### Source extract:
──────────────────────────────
Author dictionaries and lexical analysis for comicsPosted: March 19, 2015
Every once in a while I learn something at my day job that I think would be applicable to comics research too. For instance, in literary studies, dictionaries are compiled that contain all the words (or only the nouns, similar to an encyclopedia) used by a particular author, or even only those used in one single literary text. Think of it as a sort of commentary in a critical edition which explains references to real-world entities, or obscure words that aren’t used anymore, only separate from the source text and organised alphabetically.
Applying this method to comics, we would, of course, ignore all the images and lose the information they convey. On the other hand, looking at the words alone might yield interesting results. For instance, by comparing the frequency of words used in a particular comic to the frequency with which they occur in written language in general, we could test common hypotheses such as “author X uses word Y a lot”.
For comics of more than a few pages length, it would be nice to automatically create a list of all the words in digital form (at least those in speech/thought bubbles and captions – sound effects and inscriptions/labels can be difficult to automatically recognise). Unless a script for the comic you’re interested in is already available, a straightforward (though not necessarily easy) way to get such a list would be to obtain digital images (e.g. scans) of the pages of the comic, then run Optical Character Recognition (OCR) software on them.
──────────────────────────────
### Records provided:
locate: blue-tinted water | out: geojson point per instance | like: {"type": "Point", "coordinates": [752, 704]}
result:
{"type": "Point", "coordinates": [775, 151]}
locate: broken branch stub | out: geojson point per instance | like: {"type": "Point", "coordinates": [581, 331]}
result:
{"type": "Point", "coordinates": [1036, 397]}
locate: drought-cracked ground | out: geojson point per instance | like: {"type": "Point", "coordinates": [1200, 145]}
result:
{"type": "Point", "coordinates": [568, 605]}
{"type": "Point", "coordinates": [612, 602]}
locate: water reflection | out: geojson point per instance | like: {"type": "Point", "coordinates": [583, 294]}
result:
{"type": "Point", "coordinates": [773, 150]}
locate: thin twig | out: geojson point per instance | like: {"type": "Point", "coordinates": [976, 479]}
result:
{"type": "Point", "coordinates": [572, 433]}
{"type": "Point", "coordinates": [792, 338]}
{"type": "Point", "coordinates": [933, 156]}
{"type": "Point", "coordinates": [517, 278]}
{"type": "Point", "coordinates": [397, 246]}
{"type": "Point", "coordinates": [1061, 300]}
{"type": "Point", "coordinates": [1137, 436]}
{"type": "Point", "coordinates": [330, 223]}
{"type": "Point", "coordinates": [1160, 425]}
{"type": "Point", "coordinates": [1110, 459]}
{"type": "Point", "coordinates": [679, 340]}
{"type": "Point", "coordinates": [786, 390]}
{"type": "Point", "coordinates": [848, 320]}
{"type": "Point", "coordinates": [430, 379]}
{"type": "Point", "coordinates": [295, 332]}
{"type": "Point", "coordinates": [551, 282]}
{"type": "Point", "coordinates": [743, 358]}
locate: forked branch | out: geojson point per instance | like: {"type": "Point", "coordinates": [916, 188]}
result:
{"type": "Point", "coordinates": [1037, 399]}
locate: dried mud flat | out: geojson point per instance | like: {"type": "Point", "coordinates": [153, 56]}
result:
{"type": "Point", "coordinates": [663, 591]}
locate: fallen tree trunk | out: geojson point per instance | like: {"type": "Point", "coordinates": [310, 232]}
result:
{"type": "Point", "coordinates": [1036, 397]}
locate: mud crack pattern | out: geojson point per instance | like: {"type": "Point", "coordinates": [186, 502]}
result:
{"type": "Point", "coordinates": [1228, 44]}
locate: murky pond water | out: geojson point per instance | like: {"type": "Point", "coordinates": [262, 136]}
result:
──────────────────────────────
### Given problem A:
Give everything in the records from the line containing "locate: fallen tree" down to the end of the records as a JSON list of strings, one string per line, with blank lines left out.
### Given problem B:
Pick up the post about author dictionaries and word analysis for comics where it stops, and carry it further.

### Final result A:
[
  "locate: fallen tree trunk | out: geojson point per instance | like: {\"type\": \"Point\", \"coordinates\": [310, 232]}",
  "result:",
  "{\"type\": \"Point\", \"coordinates\": [1036, 397]}",
  "locate: mud crack pattern | out: geojson point per instance | like: {\"type\": \"Point\", \"coordinates\": [186, 502]}",
  "result:",
  "{\"type\": \"Point\", \"coordinates\": [1228, 44]}",
  "locate: murky pond water | out: geojson point per instance | like: {\"type\": \"Point\", \"coordinates\": [262, 136]}",
  "result:"
]

### Final result B:
As an example, consider these two panels from Akira, in which a scientist is introduced to some colleagues:
The OCR software www.onlineocr.net recognises the text in the five speech bubbles like this:
As far as I can see, only two mistakes (ノレ instead of ル and ですノ instead of です) were made. Instead of focusing on nouns (for which there probably are detecting algorithms for Japanese), it’s easier for now to just look at the kanji and filter out all hiragana and katakana characters. (While you can’t simply say that kanji represent nouns and kana represent other parts of speech, the idea here is that kanji tend to carry more semantic information than kana, which are often only used as flection suffixes.) That leaves us with the six kanji 初, 名, 前, 博, 士, and 初 again.
We can look up their frequency with which they occur in Japanese language in general, e.g. the frequency rank at WWWJDIC:
- 前: 27
- 初: 152
- 名: 177
- 士: 526
- 博: 794
i.e. 前 is the most frequent of the five, 博 the least frequent. Compare these ranks to the frequency with which they occur in our slim sample of two panels:
- 初: 33% of all kanji
- 前, 名, 士, 博: 17% each
What we can see here, if anything, is that two kanji, 士 and 博, are significantly more often used by Katsuhiro Ōtomo than by the average Japanese author. This doesn’t come as a surprise, as the compound 博士 signifies the academic title ‘Dr.’, which is the appropriate form of address for the scientists in this scene, whereas the other kanji 前, 初 and 名 are linked to names and introductions in general, and thus more often used in standard Japanese.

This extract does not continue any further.